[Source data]
====================

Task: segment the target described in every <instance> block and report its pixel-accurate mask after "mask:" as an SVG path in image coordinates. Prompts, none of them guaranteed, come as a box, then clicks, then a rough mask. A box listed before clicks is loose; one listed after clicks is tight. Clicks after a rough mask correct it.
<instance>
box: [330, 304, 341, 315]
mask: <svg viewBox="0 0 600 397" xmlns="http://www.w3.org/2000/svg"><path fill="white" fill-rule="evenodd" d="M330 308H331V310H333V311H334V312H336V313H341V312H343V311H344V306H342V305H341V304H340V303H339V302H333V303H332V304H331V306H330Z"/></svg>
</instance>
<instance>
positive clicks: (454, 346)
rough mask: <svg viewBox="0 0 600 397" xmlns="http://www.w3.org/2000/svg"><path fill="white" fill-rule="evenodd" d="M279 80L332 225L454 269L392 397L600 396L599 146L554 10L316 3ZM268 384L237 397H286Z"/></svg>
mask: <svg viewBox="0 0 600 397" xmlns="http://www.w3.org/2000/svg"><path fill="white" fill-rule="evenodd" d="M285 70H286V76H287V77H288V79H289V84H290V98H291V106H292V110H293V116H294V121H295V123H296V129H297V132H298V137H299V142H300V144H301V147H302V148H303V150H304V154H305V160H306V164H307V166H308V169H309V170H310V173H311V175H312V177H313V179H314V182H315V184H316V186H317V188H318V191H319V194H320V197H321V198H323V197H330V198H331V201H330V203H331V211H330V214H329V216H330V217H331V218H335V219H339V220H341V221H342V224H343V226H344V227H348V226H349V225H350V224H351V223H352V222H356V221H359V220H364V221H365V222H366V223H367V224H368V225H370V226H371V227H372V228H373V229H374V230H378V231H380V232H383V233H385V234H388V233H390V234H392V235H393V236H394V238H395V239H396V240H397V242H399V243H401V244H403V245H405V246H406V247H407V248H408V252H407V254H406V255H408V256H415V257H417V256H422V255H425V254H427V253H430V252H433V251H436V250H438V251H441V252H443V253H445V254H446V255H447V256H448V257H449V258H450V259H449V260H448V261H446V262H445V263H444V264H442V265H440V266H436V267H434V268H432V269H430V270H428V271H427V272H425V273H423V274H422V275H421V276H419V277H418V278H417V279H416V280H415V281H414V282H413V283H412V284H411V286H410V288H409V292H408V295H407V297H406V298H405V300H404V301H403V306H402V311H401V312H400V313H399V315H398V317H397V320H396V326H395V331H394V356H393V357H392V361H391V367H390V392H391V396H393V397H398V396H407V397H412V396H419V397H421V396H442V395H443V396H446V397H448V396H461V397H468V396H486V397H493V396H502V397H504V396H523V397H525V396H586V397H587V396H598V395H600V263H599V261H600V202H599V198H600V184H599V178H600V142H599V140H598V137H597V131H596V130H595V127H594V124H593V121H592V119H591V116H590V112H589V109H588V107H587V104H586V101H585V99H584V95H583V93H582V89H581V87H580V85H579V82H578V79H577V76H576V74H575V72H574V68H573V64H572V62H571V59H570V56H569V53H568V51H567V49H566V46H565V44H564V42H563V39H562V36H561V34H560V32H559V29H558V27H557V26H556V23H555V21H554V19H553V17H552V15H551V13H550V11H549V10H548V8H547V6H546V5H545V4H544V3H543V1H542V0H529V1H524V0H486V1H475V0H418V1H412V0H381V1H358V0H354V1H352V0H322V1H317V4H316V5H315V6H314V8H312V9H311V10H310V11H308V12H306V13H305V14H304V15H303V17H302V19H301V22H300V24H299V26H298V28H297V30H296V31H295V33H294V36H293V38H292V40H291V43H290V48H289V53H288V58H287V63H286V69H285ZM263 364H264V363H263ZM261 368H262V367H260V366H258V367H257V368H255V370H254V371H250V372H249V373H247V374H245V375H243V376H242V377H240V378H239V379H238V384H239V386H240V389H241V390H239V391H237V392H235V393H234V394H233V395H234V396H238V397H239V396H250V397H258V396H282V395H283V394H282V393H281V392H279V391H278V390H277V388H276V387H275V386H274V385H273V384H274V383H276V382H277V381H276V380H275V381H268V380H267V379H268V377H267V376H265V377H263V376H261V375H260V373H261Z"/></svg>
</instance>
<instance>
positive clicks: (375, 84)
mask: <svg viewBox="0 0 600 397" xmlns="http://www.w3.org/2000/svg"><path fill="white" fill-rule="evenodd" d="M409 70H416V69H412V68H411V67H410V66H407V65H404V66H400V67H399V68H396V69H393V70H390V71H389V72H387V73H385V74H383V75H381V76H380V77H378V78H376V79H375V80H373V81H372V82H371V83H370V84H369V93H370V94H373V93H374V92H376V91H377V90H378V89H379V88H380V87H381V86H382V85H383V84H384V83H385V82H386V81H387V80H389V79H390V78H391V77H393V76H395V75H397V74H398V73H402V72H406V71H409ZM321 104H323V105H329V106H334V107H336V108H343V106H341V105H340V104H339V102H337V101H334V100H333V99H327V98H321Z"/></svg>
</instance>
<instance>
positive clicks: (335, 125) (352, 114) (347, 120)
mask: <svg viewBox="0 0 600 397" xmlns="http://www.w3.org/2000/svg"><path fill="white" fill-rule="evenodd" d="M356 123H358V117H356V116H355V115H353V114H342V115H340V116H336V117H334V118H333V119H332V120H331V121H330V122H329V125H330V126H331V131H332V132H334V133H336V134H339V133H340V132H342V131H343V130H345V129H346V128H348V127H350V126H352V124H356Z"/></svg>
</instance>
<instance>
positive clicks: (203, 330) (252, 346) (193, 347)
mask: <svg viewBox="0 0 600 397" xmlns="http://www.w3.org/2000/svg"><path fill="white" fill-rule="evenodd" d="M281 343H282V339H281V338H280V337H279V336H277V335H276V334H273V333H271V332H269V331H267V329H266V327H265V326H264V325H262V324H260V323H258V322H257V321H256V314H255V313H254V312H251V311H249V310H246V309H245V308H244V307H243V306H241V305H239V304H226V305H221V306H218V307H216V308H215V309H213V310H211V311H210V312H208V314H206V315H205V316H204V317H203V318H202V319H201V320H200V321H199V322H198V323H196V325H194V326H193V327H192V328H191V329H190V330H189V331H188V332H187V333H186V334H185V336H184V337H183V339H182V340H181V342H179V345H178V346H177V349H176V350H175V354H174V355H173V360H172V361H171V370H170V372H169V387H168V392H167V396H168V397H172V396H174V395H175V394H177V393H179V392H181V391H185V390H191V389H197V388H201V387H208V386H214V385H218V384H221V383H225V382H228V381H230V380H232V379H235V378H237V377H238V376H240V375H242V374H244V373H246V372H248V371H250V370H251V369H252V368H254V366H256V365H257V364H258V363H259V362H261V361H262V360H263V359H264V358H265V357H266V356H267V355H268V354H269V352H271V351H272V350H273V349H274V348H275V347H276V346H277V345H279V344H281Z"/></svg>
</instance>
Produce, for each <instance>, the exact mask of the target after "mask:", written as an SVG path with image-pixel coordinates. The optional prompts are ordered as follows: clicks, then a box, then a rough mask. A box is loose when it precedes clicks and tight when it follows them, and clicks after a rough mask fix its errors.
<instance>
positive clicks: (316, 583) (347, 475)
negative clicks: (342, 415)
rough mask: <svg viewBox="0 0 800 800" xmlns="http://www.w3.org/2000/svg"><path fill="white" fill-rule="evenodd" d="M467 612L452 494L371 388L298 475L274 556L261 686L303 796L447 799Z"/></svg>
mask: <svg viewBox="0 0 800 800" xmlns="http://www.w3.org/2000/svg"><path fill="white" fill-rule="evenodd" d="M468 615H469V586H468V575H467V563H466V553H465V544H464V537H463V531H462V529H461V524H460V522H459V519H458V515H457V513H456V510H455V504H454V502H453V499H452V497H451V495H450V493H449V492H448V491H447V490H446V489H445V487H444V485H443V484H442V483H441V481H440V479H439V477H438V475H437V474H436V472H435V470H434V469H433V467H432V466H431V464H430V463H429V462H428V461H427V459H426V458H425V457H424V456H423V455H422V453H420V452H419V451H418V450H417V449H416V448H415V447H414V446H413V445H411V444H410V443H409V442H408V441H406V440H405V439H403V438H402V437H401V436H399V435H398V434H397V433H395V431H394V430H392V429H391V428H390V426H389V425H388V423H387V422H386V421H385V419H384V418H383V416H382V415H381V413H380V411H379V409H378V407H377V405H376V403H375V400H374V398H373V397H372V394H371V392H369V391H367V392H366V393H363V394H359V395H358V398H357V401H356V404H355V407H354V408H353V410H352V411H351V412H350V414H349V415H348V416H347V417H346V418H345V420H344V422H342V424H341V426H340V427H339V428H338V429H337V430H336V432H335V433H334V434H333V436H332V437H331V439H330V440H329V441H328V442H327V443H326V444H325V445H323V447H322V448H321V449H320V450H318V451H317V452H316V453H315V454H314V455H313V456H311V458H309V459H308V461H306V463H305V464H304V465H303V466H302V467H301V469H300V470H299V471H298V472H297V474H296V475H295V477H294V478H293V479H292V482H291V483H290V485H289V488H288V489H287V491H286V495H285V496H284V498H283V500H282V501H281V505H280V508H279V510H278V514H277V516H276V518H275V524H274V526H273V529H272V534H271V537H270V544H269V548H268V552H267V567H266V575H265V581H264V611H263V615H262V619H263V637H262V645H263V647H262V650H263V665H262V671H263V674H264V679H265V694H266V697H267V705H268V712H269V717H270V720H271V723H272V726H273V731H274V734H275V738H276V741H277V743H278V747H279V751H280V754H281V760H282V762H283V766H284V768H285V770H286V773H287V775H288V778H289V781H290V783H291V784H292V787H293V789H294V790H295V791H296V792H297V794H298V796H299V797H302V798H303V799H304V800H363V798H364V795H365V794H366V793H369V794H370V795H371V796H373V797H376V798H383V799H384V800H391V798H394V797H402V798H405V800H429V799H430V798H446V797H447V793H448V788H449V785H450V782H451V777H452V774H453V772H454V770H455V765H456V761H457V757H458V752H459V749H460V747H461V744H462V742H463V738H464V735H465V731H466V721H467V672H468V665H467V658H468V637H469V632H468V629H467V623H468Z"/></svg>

====================

YOUR ASSIGNMENT: Pick out every line of the records above that contains the word "positive", treating case as significant.

RESPONSE TO THE EXERCISE:
positive clicks: (454, 346)
positive clicks: (375, 84)
positive clicks: (335, 125) (352, 114) (347, 120)
positive clicks: (203, 330) (252, 346) (193, 347)
positive clicks: (316, 583) (347, 475)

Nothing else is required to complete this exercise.